Mbah Hamid: Wali Allah yang Gemar Bersembunyi



Said Amdad di Pasuruan, adalah seorang rasionalis sejati. Mendengar kewalian Mbah Hamid yang kesohor kemanamana, ia jadi penasaran. Suatu kali ia ingin menguji sosok mulia itu dengan membatin, “Saya ingin diberi makan Mbah hamid. Coba dia tahu apa tidak,” katanya dalam hati sepulang dari Surabaya. Saat tiba di Pasuruan ia langsung ke Ponpes Salafiyah, yang diasuh Mbah Hamid. Kedatangan Said bersamaan dengan jamaah shalat Isya. Usai merampungkan shalat ia tidak langsung keluar, melainkan membaca wirid dulu.
Sekitar pukul 20.30 WIB, jamaah di masjid sudah pada pulang semua. Lampu teras rumah Mbah Hamid pun juga sudah dipadamkan. Said melangkah keluar dari dalam masjid. Tetapi tibatiba ia melihat ada seseorang yang melambaikan tangan dari arah rumah Mbah Hamid. Tanpa berpikir panjang, ia pun menghampiri. Ternyata yang melambaikan tangan adalah tuan rumah alias Mbah Hamid sendiri. Setelah bertatapan muka, Mbah Hamid pun berkata.
“Makan di sini ya. Di ruang tengah hidangan sudah ditata. Maaf, lauknya seadanya saja. Sampeyan tidak bilang dulu sih,” ucap Mbah Hamid ramah. Seketika itu juga Said yang merasa disindir, kapok.
***
Asmawi gundah gulana. Ia harus membayar utang biaya pembangunan masjid senilai Rp300.000,- yang jatuh tempo. Jumlah yang sangat besar untuk ukuran waktu itu. Asmawi sempat menangis saking sedihnya. Ia berpikir dari mana bisa memeroleh uang sebanyak itu? Pikirannya buntu.
Kegundahan Asmawi menuntunnya menghadap ke Mbah Hamid.
 
Laopo nangis sik onok yai (Kenapa nangis kalau masih ada kiyai)?” tanya Mbah Hamid.

++++++++

### Tugas yang diberikan
Ketik ulang persis bagian teks bacaan tentang Mbah Hamid, mulai dari "Sekitar pukul 20.30" dan berakhir pada "itu? Pikirannya buntu.".

### Data yang disediakan
++++++++

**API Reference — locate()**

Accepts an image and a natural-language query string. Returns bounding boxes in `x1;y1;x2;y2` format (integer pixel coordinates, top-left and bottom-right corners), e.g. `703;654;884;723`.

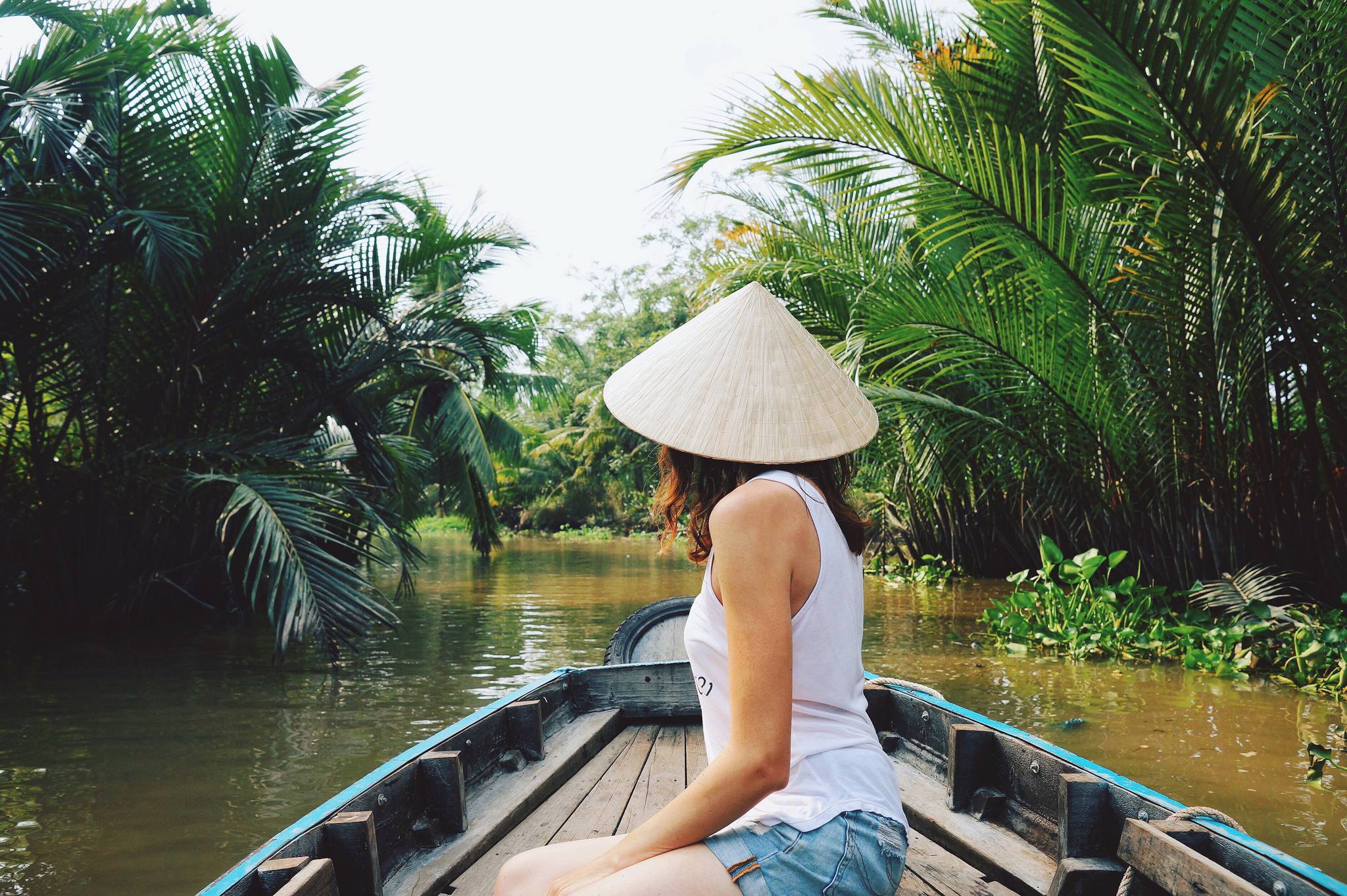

++++++++

### Jawaban di bawah
Sekitar pukul 20.30 WIB, jamaah di masjid sudah pada pulang semua. Lampu teras rumah Mbah Hamid pun juga sudah dipadamkan. Said melangkah keluar dari dalam masjid. Tetapi tibatiba ia melihat ada seseorang yang melambaikan tangan dari arah rumah Mbah Hamid. Tanpa berpikir panjang, ia pun menghampiri. Ternyata yang melambaikan tangan adalah tuan rumah alias Mbah Hamid sendiri. Setelah bertatapan muka, Mbah Hamid pun berkata.
“Makan di sini ya. Di ruang tengah hidangan sudah ditata. Maaf, lauknya seadanya saja. Sampeyan tidak bilang dulu sih,” ucap Mbah Hamid ramah. Seketika itu juga Said yang merasa disindir, kapok.
***
Asmawi gundah gulana. Ia harus membayar utang biaya pembangunan masjid senilai Rp300.000,- yang jatuh tempo. Jumlah yang sangat besar untuk ukuran waktu itu. Asmawi sempat menangis saking sedihnya. Ia berpikir dari mana bisa memeroleh uang sebanyak itu? Pikirannya buntu.